* _What the task requires_: Rewrite the items in the stretch from the start of the items through the line containing "[198, 247, 258, 442]", substituting "delivery truck" for "moving truck" and leaving everything else unchanged.

* _Supplied records_:
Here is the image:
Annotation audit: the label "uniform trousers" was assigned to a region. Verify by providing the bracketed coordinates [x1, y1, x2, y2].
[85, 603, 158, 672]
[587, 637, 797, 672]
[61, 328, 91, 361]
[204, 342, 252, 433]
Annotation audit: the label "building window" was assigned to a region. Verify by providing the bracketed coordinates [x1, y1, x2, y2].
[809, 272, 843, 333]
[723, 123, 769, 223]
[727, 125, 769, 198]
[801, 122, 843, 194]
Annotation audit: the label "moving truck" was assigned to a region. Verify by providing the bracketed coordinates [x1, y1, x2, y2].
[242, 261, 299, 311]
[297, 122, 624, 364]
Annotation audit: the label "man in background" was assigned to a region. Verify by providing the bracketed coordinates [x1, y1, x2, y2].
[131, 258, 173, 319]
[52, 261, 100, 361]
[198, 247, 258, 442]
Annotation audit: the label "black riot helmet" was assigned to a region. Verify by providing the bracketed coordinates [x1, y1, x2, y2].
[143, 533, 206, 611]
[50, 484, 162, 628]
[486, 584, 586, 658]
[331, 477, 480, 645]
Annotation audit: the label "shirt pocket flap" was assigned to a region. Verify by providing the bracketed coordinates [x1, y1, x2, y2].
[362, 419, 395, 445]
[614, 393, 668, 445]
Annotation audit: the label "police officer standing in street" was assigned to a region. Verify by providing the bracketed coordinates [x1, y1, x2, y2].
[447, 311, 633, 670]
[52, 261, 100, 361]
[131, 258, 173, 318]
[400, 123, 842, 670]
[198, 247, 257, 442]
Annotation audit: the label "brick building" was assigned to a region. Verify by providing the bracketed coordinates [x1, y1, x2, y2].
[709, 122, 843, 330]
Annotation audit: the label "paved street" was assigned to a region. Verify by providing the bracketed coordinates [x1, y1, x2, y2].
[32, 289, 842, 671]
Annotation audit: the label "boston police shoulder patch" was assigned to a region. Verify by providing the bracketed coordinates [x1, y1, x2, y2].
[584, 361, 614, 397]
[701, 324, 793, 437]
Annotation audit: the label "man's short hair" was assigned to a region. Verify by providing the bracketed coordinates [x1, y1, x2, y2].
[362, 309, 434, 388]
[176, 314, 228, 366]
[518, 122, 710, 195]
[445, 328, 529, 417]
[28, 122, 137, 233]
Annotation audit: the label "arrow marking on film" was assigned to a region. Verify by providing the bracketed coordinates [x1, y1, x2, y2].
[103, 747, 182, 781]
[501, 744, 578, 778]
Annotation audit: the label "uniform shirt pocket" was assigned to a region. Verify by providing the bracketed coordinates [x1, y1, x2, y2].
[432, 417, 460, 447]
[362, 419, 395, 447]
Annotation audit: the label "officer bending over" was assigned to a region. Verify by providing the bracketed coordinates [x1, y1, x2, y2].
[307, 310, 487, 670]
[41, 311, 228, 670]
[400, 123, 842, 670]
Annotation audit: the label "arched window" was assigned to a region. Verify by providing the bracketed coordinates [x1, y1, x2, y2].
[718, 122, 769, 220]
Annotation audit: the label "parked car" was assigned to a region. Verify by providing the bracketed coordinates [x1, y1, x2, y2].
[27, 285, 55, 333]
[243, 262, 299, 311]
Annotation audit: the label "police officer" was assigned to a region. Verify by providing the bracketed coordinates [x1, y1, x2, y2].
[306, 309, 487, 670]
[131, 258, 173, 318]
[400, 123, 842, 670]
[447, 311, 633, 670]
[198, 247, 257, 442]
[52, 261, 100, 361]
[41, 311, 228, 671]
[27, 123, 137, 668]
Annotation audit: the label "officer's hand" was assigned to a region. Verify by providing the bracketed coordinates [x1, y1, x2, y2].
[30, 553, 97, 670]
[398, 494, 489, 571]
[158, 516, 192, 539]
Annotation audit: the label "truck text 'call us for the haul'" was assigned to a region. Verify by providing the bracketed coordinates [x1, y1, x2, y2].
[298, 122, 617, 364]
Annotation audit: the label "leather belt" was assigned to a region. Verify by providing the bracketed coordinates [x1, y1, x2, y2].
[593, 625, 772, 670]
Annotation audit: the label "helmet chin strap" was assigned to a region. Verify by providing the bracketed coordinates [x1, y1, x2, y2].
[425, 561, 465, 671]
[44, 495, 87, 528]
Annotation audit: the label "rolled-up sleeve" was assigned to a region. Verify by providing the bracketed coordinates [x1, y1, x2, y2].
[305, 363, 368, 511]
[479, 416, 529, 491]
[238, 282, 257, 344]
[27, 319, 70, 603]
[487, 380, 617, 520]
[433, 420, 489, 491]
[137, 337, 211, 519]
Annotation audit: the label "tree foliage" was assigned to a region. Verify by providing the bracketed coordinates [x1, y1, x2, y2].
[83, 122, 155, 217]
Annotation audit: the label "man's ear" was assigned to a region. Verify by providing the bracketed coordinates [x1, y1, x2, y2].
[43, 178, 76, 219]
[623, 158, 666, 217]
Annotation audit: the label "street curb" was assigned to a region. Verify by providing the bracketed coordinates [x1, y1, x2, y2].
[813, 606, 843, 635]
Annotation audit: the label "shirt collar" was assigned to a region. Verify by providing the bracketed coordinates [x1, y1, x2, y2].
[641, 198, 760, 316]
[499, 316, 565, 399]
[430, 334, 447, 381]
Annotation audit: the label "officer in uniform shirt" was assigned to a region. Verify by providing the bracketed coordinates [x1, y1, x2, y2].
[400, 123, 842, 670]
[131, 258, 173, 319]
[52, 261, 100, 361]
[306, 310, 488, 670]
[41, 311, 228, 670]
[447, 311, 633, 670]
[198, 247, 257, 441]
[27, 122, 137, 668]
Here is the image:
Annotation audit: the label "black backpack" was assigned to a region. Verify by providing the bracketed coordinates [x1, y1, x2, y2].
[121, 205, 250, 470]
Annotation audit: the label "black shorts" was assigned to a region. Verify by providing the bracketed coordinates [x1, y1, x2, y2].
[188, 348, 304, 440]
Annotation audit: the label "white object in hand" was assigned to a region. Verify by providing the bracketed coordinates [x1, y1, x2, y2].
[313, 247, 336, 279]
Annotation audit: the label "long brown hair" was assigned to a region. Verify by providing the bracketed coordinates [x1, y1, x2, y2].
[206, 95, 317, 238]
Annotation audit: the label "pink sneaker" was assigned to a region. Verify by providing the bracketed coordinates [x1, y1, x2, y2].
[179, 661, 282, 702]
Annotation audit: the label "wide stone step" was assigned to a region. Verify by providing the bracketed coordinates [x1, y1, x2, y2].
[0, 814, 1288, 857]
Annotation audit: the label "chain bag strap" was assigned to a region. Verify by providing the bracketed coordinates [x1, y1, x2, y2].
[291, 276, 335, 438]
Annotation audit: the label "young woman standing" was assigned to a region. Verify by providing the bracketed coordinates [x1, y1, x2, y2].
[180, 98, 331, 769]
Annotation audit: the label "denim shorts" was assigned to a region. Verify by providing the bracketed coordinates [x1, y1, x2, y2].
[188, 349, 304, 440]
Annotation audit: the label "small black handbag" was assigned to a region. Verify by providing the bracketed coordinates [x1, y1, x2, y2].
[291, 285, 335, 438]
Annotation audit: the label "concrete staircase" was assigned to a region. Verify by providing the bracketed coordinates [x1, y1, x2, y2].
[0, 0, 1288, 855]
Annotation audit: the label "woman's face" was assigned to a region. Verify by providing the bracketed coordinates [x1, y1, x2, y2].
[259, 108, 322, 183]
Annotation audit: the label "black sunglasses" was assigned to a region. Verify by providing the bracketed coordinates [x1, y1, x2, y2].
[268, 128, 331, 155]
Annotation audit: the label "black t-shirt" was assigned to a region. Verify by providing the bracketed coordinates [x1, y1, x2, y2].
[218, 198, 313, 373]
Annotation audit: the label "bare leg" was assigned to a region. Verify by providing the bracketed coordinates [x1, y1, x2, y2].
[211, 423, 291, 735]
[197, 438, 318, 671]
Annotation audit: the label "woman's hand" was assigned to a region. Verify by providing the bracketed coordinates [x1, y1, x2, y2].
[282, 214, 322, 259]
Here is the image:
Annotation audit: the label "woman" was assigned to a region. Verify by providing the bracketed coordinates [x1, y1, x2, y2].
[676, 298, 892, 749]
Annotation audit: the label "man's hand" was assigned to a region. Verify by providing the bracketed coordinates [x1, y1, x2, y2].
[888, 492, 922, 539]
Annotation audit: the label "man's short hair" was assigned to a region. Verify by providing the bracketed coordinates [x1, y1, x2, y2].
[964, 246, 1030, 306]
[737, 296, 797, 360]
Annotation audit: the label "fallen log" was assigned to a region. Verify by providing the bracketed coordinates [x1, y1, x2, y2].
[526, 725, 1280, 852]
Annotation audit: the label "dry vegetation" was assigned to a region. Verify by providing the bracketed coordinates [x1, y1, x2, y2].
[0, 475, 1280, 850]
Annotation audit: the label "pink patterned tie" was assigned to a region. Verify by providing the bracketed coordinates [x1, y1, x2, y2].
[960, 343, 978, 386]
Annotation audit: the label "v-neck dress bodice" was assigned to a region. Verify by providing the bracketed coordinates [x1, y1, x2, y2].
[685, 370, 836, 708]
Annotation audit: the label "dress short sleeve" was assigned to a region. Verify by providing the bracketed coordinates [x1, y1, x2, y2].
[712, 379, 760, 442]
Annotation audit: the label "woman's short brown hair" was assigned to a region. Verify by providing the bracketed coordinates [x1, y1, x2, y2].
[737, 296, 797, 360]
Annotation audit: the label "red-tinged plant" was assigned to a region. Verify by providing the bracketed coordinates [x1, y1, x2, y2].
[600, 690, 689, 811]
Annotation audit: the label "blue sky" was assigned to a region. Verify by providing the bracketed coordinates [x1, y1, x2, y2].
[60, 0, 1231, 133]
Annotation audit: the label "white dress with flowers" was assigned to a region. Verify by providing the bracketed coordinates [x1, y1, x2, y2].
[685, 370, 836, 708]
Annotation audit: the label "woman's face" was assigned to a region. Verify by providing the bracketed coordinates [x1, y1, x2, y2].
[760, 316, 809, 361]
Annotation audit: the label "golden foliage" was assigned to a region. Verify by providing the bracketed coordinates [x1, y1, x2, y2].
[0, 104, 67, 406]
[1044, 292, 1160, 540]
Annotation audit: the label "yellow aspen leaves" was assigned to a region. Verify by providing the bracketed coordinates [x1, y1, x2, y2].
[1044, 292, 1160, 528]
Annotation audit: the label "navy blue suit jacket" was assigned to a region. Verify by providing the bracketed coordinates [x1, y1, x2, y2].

* _Exercise output_:
Here is the image:
Annotation audit: the label "uniform trousers" was assigned to a region. Verify by providing the bracketed coordinates [x1, y1, x2, y2].
[85, 603, 158, 672]
[587, 637, 797, 672]
[61, 328, 91, 361]
[204, 342, 252, 433]
Annotation audit: the label "building window" was assigned to a region. Verify by providing the bracketed coordinates [x1, y1, x2, y2].
[809, 272, 843, 333]
[723, 123, 769, 223]
[727, 125, 769, 198]
[801, 122, 843, 194]
Annotation audit: the label "delivery truck" was assigned to a region. Verify by providing the bracketed coordinates [x1, y1, x2, y2].
[242, 261, 299, 311]
[297, 122, 624, 364]
Annotation audit: the label "man in background" was assigned to a region. Verify by providing the bracketed coordinates [x1, y1, x2, y2].
[131, 258, 173, 319]
[52, 261, 100, 361]
[198, 247, 258, 442]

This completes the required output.